▸ Text segment:
******

The first time this crushing of state laws was proposed — when Senator Ted Cruz tacked it onto the Big Beautiful Bill Act this summer — it went down in flames, 99-1, in the Senate. Now it’s alive again in congress, with Republicans planning to attach the idea to the National Defense Authorization Act, which gets a vote at the end of December. But it’s not clear that members are any more enthusiastic about the idea this time, not least because it remains an incredibly unpopular position nationally. A September Gallup poll found that 80% of Americans believe in the need to regulate A.I. even if it slows down the development of the technology. Even Florida governor Ron DeSantis took to X to call the EO “executive overreach.”

So why plow ahead? The executive order cites national security, a need to fight against “woke” A.I. regulations in blue states, and the need to help the industry grow rapidly in arguing against state A.I. laws. But there could be other motivations here as well.
For instance, doing away with state laws on A.I. would clear away powerful forces stymieing the administration’s efforts to assemble a surveillance apparatus using the services of for-profit companies like Palantir, as Cody Venzke, Senior Policy Counsel for the ACLU, explained to me.
“It has been shown over and over again that the federal government, especially some of its intelligence bodies, are happy to buy data that they could not otherwise obtain,” he said.
“State regulations cut off that data collection at its source so that your Candy Crush game on your phone is no longer broadcasting your location to a data broker, or it’s no longer available for some intelligence apparatus within DHS to purchase.”
Can the EO survive in court? Brad Carson, president of Americans for Responsible Innovation, described it as an incorrect reading of commerce law, writing on X that it’s “the tobacco strategy: fight all laws and then sue once passed.”
Meanwhile, the states who’ve passed these laws, like California, will almost certainly sue. Scott Wiener, the California State Senator who authored the state’s sweeping AI law, SB-53, referenced in the executive order (and who is running to replace Nancy Pelosi in Congress), told Politico that the President “has no power to issue a royal edict canceling state laws.”

******

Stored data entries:
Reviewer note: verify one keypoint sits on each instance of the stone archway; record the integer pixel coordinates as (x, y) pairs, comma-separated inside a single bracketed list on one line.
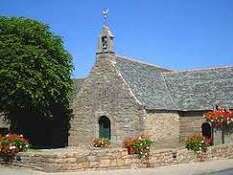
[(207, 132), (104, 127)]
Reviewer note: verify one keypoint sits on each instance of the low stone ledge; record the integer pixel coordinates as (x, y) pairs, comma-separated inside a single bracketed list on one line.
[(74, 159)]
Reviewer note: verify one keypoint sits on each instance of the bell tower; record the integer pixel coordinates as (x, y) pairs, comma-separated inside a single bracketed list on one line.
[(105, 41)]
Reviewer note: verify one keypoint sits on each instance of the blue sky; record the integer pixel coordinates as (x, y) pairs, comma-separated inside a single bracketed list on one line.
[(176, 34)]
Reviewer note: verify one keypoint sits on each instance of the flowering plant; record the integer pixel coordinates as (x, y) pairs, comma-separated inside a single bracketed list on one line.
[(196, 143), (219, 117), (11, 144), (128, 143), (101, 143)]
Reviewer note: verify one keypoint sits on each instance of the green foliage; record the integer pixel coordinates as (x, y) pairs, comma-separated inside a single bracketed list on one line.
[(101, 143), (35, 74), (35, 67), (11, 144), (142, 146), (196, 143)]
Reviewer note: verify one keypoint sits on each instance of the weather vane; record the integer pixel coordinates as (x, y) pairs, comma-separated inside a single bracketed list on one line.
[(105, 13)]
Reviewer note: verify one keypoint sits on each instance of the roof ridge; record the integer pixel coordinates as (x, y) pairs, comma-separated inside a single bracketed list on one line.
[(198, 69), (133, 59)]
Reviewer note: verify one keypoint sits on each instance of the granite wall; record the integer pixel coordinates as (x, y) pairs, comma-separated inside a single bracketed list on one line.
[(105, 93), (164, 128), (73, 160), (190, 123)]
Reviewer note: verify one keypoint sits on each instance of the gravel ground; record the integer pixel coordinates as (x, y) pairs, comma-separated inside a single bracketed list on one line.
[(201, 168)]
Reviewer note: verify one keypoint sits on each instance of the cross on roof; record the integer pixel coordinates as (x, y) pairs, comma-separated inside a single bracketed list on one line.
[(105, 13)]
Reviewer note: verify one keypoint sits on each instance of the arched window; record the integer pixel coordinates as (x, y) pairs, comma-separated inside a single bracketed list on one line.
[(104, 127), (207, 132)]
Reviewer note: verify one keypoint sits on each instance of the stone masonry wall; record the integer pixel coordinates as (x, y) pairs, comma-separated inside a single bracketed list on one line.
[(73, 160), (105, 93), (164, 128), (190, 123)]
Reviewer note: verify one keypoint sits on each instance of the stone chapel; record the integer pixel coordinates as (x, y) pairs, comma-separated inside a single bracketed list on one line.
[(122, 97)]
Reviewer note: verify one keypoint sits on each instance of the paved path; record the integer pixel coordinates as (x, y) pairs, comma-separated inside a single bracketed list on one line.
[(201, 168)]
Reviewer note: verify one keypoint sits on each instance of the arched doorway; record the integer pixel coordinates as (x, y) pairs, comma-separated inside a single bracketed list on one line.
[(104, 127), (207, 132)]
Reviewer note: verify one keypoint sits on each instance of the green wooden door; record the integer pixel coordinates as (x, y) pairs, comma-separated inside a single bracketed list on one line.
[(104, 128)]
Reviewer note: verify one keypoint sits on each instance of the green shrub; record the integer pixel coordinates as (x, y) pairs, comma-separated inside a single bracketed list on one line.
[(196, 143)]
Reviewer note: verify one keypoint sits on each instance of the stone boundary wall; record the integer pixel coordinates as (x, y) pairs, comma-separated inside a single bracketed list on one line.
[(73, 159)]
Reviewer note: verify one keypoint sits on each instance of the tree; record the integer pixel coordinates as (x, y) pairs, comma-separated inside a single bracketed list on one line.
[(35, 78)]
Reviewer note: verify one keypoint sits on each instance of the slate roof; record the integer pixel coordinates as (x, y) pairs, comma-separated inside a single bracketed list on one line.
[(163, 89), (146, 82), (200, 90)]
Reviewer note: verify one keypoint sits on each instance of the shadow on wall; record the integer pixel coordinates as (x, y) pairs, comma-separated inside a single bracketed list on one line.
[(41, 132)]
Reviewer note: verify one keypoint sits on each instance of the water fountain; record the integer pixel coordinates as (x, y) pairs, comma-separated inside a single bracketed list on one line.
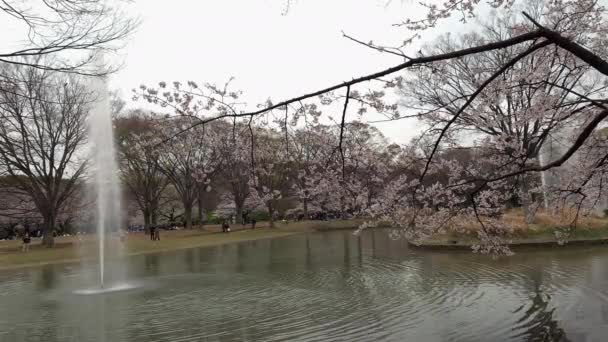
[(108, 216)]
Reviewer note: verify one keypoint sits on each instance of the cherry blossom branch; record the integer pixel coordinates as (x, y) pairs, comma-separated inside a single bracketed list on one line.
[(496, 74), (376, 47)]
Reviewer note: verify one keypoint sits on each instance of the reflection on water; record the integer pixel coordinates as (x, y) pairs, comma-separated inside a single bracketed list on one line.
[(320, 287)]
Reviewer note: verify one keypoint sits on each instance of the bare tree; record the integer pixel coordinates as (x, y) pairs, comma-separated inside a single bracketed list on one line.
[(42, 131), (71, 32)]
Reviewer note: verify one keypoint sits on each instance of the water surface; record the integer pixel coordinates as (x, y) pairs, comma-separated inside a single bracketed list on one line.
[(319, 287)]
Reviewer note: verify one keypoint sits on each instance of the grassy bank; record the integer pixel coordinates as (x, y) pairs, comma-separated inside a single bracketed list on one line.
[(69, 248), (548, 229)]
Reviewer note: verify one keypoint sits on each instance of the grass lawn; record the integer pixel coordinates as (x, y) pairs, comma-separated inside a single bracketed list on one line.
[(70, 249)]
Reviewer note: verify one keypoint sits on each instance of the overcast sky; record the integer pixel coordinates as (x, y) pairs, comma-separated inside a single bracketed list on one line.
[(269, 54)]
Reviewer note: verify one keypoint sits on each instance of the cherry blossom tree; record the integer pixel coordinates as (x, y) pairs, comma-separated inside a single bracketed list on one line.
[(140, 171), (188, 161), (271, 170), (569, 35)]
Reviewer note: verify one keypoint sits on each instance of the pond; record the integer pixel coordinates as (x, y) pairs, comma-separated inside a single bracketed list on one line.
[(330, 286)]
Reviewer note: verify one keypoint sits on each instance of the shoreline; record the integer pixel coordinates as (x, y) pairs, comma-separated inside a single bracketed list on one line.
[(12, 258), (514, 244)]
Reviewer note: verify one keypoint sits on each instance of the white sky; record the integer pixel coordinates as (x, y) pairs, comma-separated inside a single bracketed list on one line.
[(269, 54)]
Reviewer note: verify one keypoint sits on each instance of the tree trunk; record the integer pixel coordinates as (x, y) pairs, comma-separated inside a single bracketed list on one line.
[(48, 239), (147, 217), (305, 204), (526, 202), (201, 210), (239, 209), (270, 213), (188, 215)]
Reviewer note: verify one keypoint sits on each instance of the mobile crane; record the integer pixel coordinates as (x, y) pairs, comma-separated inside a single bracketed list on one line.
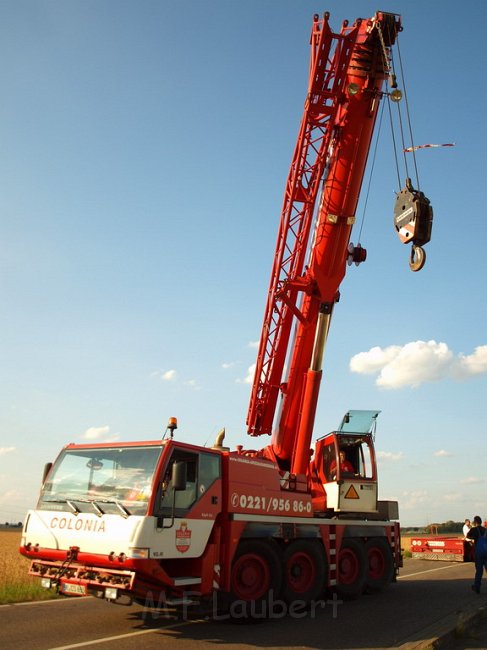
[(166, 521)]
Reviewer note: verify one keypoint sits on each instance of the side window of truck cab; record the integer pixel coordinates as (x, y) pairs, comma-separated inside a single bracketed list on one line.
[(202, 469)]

******

▸ Problem to solve:
Retype the passage above on the executive order against state A.I. laws, word for word and in full.

▸ Result:
The first time this crushing of state laws was proposed — when Senator Ted Cruz tacked it onto the Big Beautiful Bill Act this summer — it went down in flames, 99-1, in the Senate. Now it’s alive again in congress, with Republicans planning to attach the idea to the National Defense Authorization Act, which gets a vote at the end of December. But it’s not clear that members are any more enthusiastic about the idea this time, not least because it remains an incredibly unpopular position nationally. A September Gallup poll found that 80% of Americans believe in the need to regulate A.I. even if it slows down the development of the technology. Even Florida governor Ron DeSantis took to X to call the EO “executive overreach.”

So why plow ahead? The executive order cites national security, a need to fight against “woke” A.I. regulations in blue states, and the need to help the industry grow rapidly in arguing against state A.I. laws. But there could be other motivations here as well.
For instance, doing away with state laws on A.I. would clear away powerful forces stymieing the administration’s efforts to assemble a surveillance apparatus using the services of for-profit companies like Palantir, as Cody Venzke, Senior Policy Counsel for the ACLU, explained to me.
“It has been shown over and over again that the federal government, especially some of its intelligence bodies, are happy to buy data that they could not otherwise obtain,” he said.
“State regulations cut off that data collection at its source so that your Candy Crush game on your phone is no longer broadcasting your location to a data broker, or it’s no longer available for some intelligence apparatus within DHS to purchase.”
Can the EO survive in court? Brad Carson, president of Americans for Responsible Innovation, described it as an incorrect reading of commerce law, writing on X that it’s “the tobacco strategy: fight all laws and then sue once passed.”
Meanwhile, the states who’ve passed these laws, like California, will almost certainly sue. Scott Wiener, the California State Senator who authored the state’s sweeping AI law, SB-53, referenced in the executive order (and who is running to replace Nancy Pelosi in Congress), told Politico that the President “has no power to issue a royal edict canceling state laws.”